◆ Task requirements ◆
Print every entry below exactly, leaving out the pictures.
┄┄┄┄┄┄┄┄┄┄┄┄┄┄┄┄┄┄┄┄
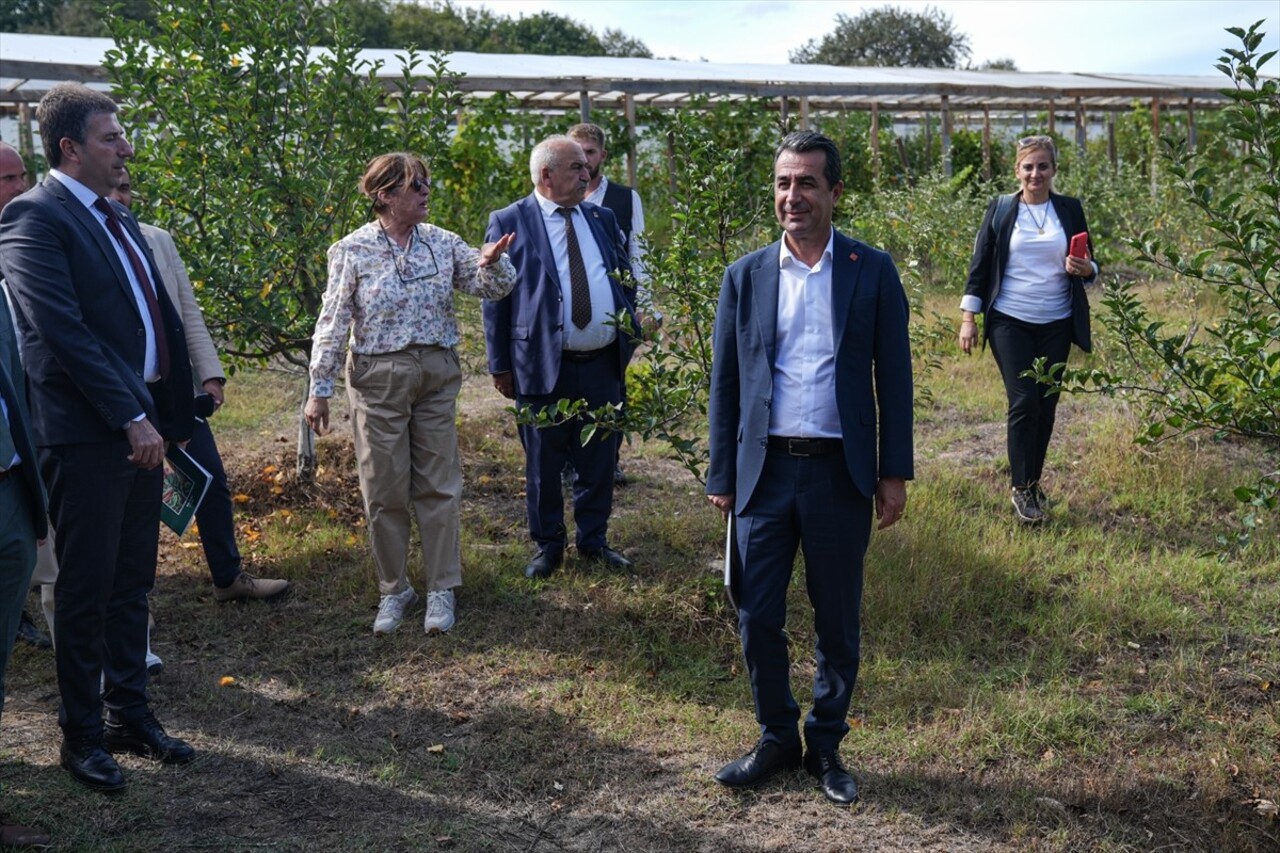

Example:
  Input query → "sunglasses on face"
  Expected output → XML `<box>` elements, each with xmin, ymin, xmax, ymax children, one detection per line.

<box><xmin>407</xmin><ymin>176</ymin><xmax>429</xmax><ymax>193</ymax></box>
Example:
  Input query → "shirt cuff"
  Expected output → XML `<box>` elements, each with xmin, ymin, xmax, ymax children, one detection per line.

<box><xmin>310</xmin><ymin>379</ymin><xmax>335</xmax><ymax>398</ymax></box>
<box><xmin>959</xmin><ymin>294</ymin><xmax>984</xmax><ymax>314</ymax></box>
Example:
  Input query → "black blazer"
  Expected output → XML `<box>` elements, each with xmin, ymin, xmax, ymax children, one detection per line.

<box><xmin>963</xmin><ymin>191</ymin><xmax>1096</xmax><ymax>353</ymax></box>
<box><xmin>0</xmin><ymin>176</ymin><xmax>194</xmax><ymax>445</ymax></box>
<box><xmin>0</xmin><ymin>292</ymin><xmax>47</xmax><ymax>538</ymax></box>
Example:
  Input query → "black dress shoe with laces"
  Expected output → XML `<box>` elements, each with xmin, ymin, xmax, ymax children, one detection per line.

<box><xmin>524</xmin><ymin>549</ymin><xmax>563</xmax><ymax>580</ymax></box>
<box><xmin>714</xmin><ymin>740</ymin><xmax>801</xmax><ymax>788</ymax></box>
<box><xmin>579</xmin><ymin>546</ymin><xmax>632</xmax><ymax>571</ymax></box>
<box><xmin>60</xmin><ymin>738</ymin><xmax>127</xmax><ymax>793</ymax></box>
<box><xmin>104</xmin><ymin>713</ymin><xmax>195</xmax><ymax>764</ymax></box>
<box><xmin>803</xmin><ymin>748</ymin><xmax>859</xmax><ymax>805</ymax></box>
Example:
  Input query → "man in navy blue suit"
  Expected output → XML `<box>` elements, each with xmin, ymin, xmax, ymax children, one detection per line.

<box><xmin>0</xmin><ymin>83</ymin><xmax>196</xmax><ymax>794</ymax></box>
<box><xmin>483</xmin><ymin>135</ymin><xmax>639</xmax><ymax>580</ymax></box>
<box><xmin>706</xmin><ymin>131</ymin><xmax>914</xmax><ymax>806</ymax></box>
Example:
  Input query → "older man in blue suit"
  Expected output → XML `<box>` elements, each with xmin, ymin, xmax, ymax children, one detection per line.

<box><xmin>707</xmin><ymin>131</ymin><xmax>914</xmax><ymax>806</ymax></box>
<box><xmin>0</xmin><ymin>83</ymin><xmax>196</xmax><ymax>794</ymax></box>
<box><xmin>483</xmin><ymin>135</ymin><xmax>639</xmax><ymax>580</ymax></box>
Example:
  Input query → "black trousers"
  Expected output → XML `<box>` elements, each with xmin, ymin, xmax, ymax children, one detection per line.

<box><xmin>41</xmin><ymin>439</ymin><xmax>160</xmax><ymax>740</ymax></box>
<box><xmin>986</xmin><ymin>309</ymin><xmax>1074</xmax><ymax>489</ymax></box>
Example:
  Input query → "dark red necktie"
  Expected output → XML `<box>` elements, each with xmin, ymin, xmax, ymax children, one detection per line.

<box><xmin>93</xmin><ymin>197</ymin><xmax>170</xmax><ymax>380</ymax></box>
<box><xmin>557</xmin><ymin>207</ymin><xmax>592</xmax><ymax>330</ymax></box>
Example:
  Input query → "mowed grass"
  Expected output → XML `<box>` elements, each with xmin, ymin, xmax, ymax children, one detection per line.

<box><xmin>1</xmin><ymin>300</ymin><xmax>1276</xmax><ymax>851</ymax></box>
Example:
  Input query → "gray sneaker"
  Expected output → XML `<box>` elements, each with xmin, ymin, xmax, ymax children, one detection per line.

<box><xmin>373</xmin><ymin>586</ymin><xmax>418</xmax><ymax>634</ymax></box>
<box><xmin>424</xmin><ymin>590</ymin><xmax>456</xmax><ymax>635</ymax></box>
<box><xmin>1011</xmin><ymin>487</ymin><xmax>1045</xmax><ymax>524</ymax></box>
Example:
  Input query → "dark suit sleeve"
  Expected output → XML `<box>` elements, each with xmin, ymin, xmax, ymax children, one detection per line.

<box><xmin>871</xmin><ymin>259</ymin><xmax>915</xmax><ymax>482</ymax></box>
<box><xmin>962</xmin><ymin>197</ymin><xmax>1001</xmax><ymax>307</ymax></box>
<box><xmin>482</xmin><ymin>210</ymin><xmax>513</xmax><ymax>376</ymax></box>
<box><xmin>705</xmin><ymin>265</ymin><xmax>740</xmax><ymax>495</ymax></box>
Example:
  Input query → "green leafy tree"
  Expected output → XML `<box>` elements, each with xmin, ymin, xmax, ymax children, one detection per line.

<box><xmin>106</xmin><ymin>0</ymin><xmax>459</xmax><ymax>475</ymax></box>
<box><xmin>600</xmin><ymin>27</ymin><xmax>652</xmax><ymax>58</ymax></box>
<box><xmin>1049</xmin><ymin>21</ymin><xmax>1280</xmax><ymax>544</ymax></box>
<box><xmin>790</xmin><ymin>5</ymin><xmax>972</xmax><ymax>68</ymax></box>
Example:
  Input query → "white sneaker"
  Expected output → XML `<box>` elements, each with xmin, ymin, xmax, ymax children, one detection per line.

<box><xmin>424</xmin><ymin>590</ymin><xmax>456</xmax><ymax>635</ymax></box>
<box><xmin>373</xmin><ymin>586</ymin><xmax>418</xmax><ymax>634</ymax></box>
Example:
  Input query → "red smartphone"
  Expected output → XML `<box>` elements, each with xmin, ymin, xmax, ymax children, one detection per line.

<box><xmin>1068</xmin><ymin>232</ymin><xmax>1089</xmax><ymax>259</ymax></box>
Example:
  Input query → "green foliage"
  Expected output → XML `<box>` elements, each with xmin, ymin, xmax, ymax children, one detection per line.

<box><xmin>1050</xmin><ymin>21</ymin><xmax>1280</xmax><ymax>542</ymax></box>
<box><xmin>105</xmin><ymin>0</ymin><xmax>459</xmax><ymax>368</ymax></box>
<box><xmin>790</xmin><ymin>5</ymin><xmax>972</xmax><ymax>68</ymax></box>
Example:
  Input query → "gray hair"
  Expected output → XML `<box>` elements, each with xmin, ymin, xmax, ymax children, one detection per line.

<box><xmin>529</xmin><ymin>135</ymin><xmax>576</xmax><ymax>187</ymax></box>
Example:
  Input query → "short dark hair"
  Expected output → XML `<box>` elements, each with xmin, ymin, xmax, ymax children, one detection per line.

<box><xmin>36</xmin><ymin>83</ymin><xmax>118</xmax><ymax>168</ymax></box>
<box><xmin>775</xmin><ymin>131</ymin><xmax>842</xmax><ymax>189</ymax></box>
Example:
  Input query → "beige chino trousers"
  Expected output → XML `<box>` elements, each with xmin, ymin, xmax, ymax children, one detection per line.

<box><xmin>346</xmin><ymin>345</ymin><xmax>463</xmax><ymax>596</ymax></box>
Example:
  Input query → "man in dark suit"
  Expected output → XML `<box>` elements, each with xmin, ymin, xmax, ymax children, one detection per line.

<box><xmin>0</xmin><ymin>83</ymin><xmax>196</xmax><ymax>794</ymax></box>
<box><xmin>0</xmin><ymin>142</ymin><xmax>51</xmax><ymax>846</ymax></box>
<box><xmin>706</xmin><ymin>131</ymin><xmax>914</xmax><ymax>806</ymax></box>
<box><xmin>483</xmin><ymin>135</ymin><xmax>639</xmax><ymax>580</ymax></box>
┄┄┄┄┄┄┄┄┄┄┄┄┄┄┄┄┄┄┄┄
◆ Response box ◆
Example:
  Input query → "sunglasses on face"
  Expected output → XML `<box>` elements, each with xmin, ymin, xmax, ymax children, one detection per line.

<box><xmin>407</xmin><ymin>176</ymin><xmax>429</xmax><ymax>193</ymax></box>
Example:
  Input query → "shirt cuff"
  Expected output → XML `<box>` elements, each with xmin, ymin, xmax, ymax children, one detection per line.

<box><xmin>310</xmin><ymin>379</ymin><xmax>335</xmax><ymax>398</ymax></box>
<box><xmin>959</xmin><ymin>294</ymin><xmax>984</xmax><ymax>314</ymax></box>
Example:
  Input query → "black blazer"
  Expected output → XML `<box>` elements, each with xmin, ymin, xmax, ymax children, one detection per line.

<box><xmin>963</xmin><ymin>191</ymin><xmax>1096</xmax><ymax>353</ymax></box>
<box><xmin>0</xmin><ymin>176</ymin><xmax>194</xmax><ymax>445</ymax></box>
<box><xmin>0</xmin><ymin>292</ymin><xmax>47</xmax><ymax>538</ymax></box>
Example:
  Input query → "black dress shoe with laces"
  Expected output → XML `<box>` elements, each with xmin, ymin, xmax, ymax children, one detection per line.

<box><xmin>524</xmin><ymin>549</ymin><xmax>563</xmax><ymax>580</ymax></box>
<box><xmin>714</xmin><ymin>740</ymin><xmax>801</xmax><ymax>788</ymax></box>
<box><xmin>579</xmin><ymin>546</ymin><xmax>632</xmax><ymax>571</ymax></box>
<box><xmin>60</xmin><ymin>738</ymin><xmax>127</xmax><ymax>793</ymax></box>
<box><xmin>104</xmin><ymin>713</ymin><xmax>195</xmax><ymax>764</ymax></box>
<box><xmin>803</xmin><ymin>748</ymin><xmax>859</xmax><ymax>805</ymax></box>
Example:
  Input query → "man in navy blue suit"
  Expected output → XML `<box>` elements, each with xmin, ymin, xmax, ymax children, one detection per line.

<box><xmin>0</xmin><ymin>83</ymin><xmax>196</xmax><ymax>794</ymax></box>
<box><xmin>483</xmin><ymin>135</ymin><xmax>639</xmax><ymax>580</ymax></box>
<box><xmin>706</xmin><ymin>131</ymin><xmax>914</xmax><ymax>806</ymax></box>
Example:
  Input query → "older man in blue suit"
  Expected output → XML `<box>` elements, each with xmin, ymin, xmax, ymax children, one detection per line.

<box><xmin>707</xmin><ymin>131</ymin><xmax>914</xmax><ymax>806</ymax></box>
<box><xmin>0</xmin><ymin>83</ymin><xmax>196</xmax><ymax>794</ymax></box>
<box><xmin>483</xmin><ymin>135</ymin><xmax>639</xmax><ymax>580</ymax></box>
Example:
  Input query → "black trousers"
  Expected output → XML `<box>` elements, each with xmin, ymin, xmax, ymax children, one detection per line.

<box><xmin>41</xmin><ymin>439</ymin><xmax>160</xmax><ymax>740</ymax></box>
<box><xmin>986</xmin><ymin>309</ymin><xmax>1074</xmax><ymax>489</ymax></box>
Example:
  Input query → "dark red necktie"
  Expected output → XML `<box>` elements, each with xmin, ymin, xmax, ymax children, one detection per line.

<box><xmin>93</xmin><ymin>197</ymin><xmax>170</xmax><ymax>380</ymax></box>
<box><xmin>557</xmin><ymin>207</ymin><xmax>592</xmax><ymax>330</ymax></box>
Example:
  Input query → "mowed grass"
  Expected output → XML `<box>` elements, each with xmin, ymin, xmax, ymax children, one detection per line.

<box><xmin>1</xmin><ymin>300</ymin><xmax>1276</xmax><ymax>851</ymax></box>
Example:
  Input query → "gray sneaker"
  Expected output → XML `<box>` elements, each with xmin, ymin, xmax, ymax children, one detection per line.

<box><xmin>373</xmin><ymin>586</ymin><xmax>418</xmax><ymax>634</ymax></box>
<box><xmin>424</xmin><ymin>590</ymin><xmax>456</xmax><ymax>635</ymax></box>
<box><xmin>1011</xmin><ymin>487</ymin><xmax>1045</xmax><ymax>524</ymax></box>
Example:
  Input query → "dark suit sleeve"
  Expected output → XML `<box>` elements, each with xmin, ymin, xmax, ymax children, one detection per line.

<box><xmin>871</xmin><ymin>259</ymin><xmax>915</xmax><ymax>482</ymax></box>
<box><xmin>962</xmin><ymin>197</ymin><xmax>1001</xmax><ymax>307</ymax></box>
<box><xmin>482</xmin><ymin>210</ymin><xmax>513</xmax><ymax>376</ymax></box>
<box><xmin>705</xmin><ymin>265</ymin><xmax>740</xmax><ymax>495</ymax></box>
Example:
  Input query → "green leafy tree"
  Expected output → XML `<box>` elements, each with xmin, ymin, xmax, ymax children, one detection per line.

<box><xmin>106</xmin><ymin>0</ymin><xmax>459</xmax><ymax>475</ymax></box>
<box><xmin>600</xmin><ymin>27</ymin><xmax>652</xmax><ymax>58</ymax></box>
<box><xmin>1049</xmin><ymin>21</ymin><xmax>1280</xmax><ymax>544</ymax></box>
<box><xmin>790</xmin><ymin>5</ymin><xmax>972</xmax><ymax>68</ymax></box>
Example:
  Input query → "white sneaker"
  Expected output → XML `<box>` elements, each with xmin, ymin, xmax, ymax children, one detection per line.

<box><xmin>424</xmin><ymin>590</ymin><xmax>456</xmax><ymax>635</ymax></box>
<box><xmin>373</xmin><ymin>586</ymin><xmax>418</xmax><ymax>634</ymax></box>
Example:
  Input query → "red smartphone"
  Expected output → XML `<box>` elements, each with xmin, ymin, xmax, ymax children, one detection per line.

<box><xmin>1068</xmin><ymin>232</ymin><xmax>1089</xmax><ymax>259</ymax></box>
Example:
  Input query → "green foliage"
  Expected output → XML `<box>` elements, each with xmin, ymin, xmax, ymax children, one detection per line.

<box><xmin>1050</xmin><ymin>21</ymin><xmax>1280</xmax><ymax>542</ymax></box>
<box><xmin>105</xmin><ymin>0</ymin><xmax>459</xmax><ymax>368</ymax></box>
<box><xmin>790</xmin><ymin>5</ymin><xmax>972</xmax><ymax>68</ymax></box>
Example:
  Input query → "gray hair"
  Expected output → XML `<box>` elements, each with xmin, ymin, xmax, ymax children, one detection per line.

<box><xmin>529</xmin><ymin>135</ymin><xmax>576</xmax><ymax>187</ymax></box>
Example:
  Input query → "short dark hair"
  Expected output → XML `<box>` elements, each with xmin, ymin, xmax, ymax children, one detection per line.

<box><xmin>36</xmin><ymin>83</ymin><xmax>118</xmax><ymax>168</ymax></box>
<box><xmin>775</xmin><ymin>131</ymin><xmax>842</xmax><ymax>189</ymax></box>
Example:
  Input query → "beige chino trousers"
  Expected output → XML `<box>` elements, each with xmin, ymin, xmax, ymax children, one detection per line.

<box><xmin>346</xmin><ymin>345</ymin><xmax>463</xmax><ymax>596</ymax></box>
Example:
  Input query → "man in dark suit"
  Expected output → XML `<box>` elements, each with xmin, ymin, xmax, ymax children, one detection per line.

<box><xmin>0</xmin><ymin>83</ymin><xmax>196</xmax><ymax>794</ymax></box>
<box><xmin>0</xmin><ymin>142</ymin><xmax>51</xmax><ymax>846</ymax></box>
<box><xmin>706</xmin><ymin>131</ymin><xmax>914</xmax><ymax>806</ymax></box>
<box><xmin>483</xmin><ymin>135</ymin><xmax>639</xmax><ymax>580</ymax></box>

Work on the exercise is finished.